In the second point, I suggested an additional improvement to show the difference between “slow” and “failed”. Let’s see:

while not checks_passed:
  checksPassed = do_the_check()
  if time.time() > start_time + timeout:
    throw Exception("Not on login page: Timed out.") # Ideally add more details!
  login_errors = get_log_in_errors_if_there_are_any()
  if login_error is not None:
    throw Exception("Got unexpected error! %s" % login_errors)
  # Tiny sleeps within a tight loop may be reasonable, if, for instance, 
  # you don't want to monopolise the CPU or overuse an API).
  sleep(0.1) 
print("Fantastic success!")

Now all that remains is to implement get_log_in_errors_if_there_are_any() to be able to return any errors that are found on the page. Each time the wait loop checks to see if we’ve succeeded, if we haven’t, it will check to see if there were any explicit failures. Combined, we’re providing massively more information whenever the test fails, making it much easier to diagnose failures.

More maintainable:

If tests are easier to diagnose, they are necessarily easier to maintain! You won’t spend as long trying to work out what went wrong with the tests, which is usually the most time-consuming part of fixing them! However, as we demonstrated, there is another reason these tests are now more maintainable: Since we’ve defined an explicit wait function in wait_for_something_that_proves_we_logged_in(), we have a single place to go an modify if things go wrong or change, rather than having to change any number of different sleeps to go and change in various tests. This benefit actually extends further, because once you create this function, you and other people are more likely to use your function rather than write their own checks/loops/sleeps.

□ □ □

**TASK LIST:**
1. Answer from the passage on test wait loops:
(a) What value is passed to sleep() in the code?
(b) Which function does the text say remains to be implemented?
(c) Which function is named as the single place to modify if things go wrong or change?
2. Copy the passage on test wait loops word for word, starting at "if time.time() >" and ending at "to diagnose failures.".
The records play no part in this.

□ □ □

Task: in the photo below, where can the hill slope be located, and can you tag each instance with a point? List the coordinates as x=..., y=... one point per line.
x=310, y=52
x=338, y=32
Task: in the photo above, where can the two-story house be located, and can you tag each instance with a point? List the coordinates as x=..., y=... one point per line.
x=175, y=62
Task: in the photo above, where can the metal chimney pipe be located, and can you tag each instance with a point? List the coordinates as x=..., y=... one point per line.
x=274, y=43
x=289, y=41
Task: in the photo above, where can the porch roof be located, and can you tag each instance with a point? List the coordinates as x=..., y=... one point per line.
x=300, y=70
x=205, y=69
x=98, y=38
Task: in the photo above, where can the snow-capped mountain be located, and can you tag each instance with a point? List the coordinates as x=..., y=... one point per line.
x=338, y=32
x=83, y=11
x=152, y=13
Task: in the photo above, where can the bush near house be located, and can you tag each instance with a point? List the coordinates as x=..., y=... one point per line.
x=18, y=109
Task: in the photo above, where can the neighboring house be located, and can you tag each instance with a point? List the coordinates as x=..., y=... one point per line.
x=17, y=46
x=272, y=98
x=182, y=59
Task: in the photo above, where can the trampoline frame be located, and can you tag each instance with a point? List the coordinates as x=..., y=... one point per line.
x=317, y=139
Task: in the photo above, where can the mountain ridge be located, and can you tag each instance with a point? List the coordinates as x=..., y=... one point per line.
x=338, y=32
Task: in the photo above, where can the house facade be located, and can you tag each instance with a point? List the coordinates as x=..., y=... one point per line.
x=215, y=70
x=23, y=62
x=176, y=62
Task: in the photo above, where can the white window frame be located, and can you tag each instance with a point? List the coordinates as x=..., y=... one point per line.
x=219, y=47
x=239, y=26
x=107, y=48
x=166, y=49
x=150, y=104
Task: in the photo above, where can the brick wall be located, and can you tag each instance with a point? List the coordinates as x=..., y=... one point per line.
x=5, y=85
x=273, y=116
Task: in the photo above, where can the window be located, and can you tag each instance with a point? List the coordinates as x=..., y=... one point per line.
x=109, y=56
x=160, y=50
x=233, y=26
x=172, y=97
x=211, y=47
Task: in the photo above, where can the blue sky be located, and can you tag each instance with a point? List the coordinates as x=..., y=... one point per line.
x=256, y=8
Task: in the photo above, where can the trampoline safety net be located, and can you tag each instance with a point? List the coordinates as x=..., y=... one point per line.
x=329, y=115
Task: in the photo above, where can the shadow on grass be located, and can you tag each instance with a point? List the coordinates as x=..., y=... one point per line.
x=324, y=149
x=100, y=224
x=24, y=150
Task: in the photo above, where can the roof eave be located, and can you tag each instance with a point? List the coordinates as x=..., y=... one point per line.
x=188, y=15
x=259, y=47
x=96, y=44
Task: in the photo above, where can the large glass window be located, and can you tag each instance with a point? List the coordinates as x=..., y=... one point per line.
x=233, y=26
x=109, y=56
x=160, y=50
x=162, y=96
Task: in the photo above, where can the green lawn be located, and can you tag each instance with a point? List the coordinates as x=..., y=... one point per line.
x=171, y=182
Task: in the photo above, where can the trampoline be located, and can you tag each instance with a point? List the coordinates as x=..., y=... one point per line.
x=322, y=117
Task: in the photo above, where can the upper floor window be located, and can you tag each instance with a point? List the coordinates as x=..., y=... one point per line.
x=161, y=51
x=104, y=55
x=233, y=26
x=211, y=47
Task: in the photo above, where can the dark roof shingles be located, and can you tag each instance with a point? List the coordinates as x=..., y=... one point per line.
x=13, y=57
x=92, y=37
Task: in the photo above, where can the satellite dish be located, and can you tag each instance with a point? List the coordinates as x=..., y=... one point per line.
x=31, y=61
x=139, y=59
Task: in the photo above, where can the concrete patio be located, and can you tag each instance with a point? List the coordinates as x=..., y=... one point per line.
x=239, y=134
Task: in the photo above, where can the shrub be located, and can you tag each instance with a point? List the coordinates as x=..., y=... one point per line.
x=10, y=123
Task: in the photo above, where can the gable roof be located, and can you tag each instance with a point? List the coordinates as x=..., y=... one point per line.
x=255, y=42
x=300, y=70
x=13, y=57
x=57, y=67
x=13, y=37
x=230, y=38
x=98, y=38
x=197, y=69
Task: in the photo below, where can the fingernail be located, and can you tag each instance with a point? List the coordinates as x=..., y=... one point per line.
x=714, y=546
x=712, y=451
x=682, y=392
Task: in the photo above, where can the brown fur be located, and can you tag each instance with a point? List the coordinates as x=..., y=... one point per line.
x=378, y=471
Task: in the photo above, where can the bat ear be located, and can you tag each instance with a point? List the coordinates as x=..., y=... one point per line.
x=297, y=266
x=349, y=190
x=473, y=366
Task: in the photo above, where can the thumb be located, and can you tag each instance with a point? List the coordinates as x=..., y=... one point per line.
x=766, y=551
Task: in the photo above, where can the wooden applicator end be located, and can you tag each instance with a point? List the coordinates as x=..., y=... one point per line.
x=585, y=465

□ □ □

**ANSWERS TO THIS EXERCISE:**
1.
(a) 0.1
(b) get_log_in_errors_if_there_are_any()
(c) wait_for_something_that_proves_we_logged_in()

2.
if time.time() > start_time + timeout:
    throw Exception("Not on login page: Timed out.") # Ideally add more details!
  login_errors = get_log_in_errors_if_there_are_any()
  if login_error is not None:
    throw Exception("Got unexpected error! %s" % login_errors)
  # Tiny sleeps within a tight loop may be reasonable, if, for instance, 
  # you don't want to monopolise the CPU or overuse an API).
  sleep(0.1) 
print("Fantastic success!")

Now all that remains is to implement get_log_in_errors_if_there_are_any() to be able to return any errors that are found on the page. Each time the wait loop checks to see if we’ve succeeded, if we haven’t, it will check to see if there were any explicit failures. Combined, we’re providing massively more information whenever the test fails, making it much easier to diagnose failures.